--- What the task requires ---
Count the lines below that contain the word "ceiling" and give only the number.
**** Material ****
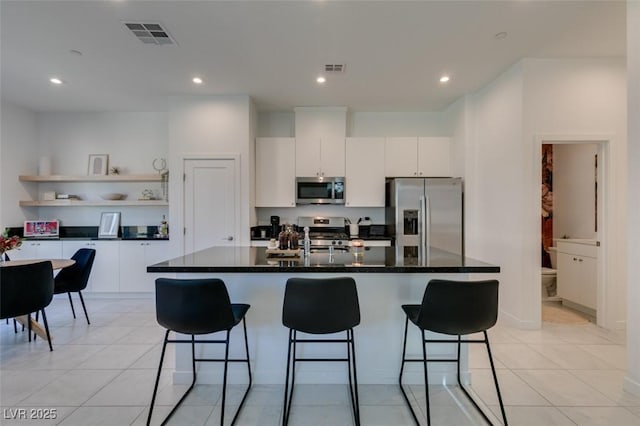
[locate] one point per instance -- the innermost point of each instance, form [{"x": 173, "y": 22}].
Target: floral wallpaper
[{"x": 547, "y": 203}]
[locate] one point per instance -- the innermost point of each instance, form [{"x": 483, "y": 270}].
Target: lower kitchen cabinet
[
  {"x": 135, "y": 256},
  {"x": 578, "y": 273},
  {"x": 104, "y": 274}
]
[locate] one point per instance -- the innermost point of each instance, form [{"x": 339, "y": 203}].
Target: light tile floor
[{"x": 103, "y": 374}]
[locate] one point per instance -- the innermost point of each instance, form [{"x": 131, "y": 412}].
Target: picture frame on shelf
[
  {"x": 109, "y": 225},
  {"x": 98, "y": 164}
]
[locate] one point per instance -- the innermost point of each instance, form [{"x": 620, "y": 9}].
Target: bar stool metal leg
[
  {"x": 353, "y": 384},
  {"x": 404, "y": 359}
]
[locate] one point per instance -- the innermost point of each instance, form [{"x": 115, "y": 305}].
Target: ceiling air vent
[
  {"x": 150, "y": 33},
  {"x": 335, "y": 67}
]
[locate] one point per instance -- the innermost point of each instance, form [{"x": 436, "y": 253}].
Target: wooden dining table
[{"x": 56, "y": 264}]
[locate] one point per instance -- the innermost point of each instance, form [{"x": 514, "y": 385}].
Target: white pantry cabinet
[
  {"x": 317, "y": 157},
  {"x": 577, "y": 275},
  {"x": 37, "y": 250},
  {"x": 417, "y": 157},
  {"x": 365, "y": 172},
  {"x": 135, "y": 256},
  {"x": 275, "y": 172},
  {"x": 104, "y": 273}
]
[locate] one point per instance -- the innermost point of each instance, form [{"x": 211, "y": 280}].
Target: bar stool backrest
[
  {"x": 321, "y": 305},
  {"x": 75, "y": 277},
  {"x": 459, "y": 307},
  {"x": 196, "y": 306},
  {"x": 25, "y": 288}
]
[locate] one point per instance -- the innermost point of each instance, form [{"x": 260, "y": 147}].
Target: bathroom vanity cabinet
[{"x": 578, "y": 272}]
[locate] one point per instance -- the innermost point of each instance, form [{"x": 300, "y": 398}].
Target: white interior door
[{"x": 210, "y": 203}]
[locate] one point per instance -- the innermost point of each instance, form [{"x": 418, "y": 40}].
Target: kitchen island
[{"x": 385, "y": 281}]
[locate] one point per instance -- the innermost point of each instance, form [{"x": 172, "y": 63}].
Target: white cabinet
[
  {"x": 365, "y": 172},
  {"x": 104, "y": 274},
  {"x": 135, "y": 256},
  {"x": 320, "y": 157},
  {"x": 434, "y": 157},
  {"x": 577, "y": 275},
  {"x": 275, "y": 172},
  {"x": 417, "y": 157},
  {"x": 37, "y": 250}
]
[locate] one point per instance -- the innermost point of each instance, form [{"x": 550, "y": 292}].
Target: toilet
[{"x": 548, "y": 277}]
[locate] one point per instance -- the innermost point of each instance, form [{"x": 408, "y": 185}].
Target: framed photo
[
  {"x": 109, "y": 225},
  {"x": 98, "y": 164}
]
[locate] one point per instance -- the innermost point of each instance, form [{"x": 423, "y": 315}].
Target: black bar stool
[
  {"x": 455, "y": 308},
  {"x": 199, "y": 306},
  {"x": 320, "y": 306}
]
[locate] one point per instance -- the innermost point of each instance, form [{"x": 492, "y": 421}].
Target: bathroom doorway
[{"x": 573, "y": 209}]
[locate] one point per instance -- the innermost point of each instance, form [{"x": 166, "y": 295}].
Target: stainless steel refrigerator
[{"x": 425, "y": 214}]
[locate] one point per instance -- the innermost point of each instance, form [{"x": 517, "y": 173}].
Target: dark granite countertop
[{"x": 374, "y": 260}]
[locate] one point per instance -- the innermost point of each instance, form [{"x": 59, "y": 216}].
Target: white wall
[
  {"x": 362, "y": 124},
  {"x": 320, "y": 122},
  {"x": 210, "y": 126},
  {"x": 18, "y": 155},
  {"x": 456, "y": 122},
  {"x": 131, "y": 139},
  {"x": 574, "y": 195},
  {"x": 533, "y": 98},
  {"x": 272, "y": 124},
  {"x": 569, "y": 99},
  {"x": 632, "y": 380}
]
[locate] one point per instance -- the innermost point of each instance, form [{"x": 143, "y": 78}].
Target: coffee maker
[{"x": 275, "y": 226}]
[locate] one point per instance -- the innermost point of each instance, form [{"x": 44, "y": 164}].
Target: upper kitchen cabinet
[
  {"x": 417, "y": 157},
  {"x": 317, "y": 157},
  {"x": 365, "y": 172},
  {"x": 275, "y": 173}
]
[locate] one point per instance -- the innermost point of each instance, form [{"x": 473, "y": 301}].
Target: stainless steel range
[{"x": 324, "y": 231}]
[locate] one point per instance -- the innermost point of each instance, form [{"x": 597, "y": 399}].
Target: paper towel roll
[{"x": 44, "y": 166}]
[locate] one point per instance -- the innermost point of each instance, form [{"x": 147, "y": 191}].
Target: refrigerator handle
[{"x": 427, "y": 224}]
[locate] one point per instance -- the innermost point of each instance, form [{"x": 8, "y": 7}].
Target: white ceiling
[{"x": 394, "y": 51}]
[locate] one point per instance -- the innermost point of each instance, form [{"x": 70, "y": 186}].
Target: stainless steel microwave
[{"x": 320, "y": 190}]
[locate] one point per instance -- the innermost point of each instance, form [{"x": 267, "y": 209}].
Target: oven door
[{"x": 318, "y": 191}]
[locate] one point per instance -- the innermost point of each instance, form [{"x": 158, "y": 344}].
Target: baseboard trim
[
  {"x": 631, "y": 386},
  {"x": 518, "y": 323}
]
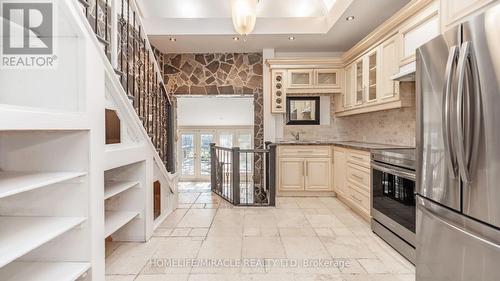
****
--- Full answer ---
2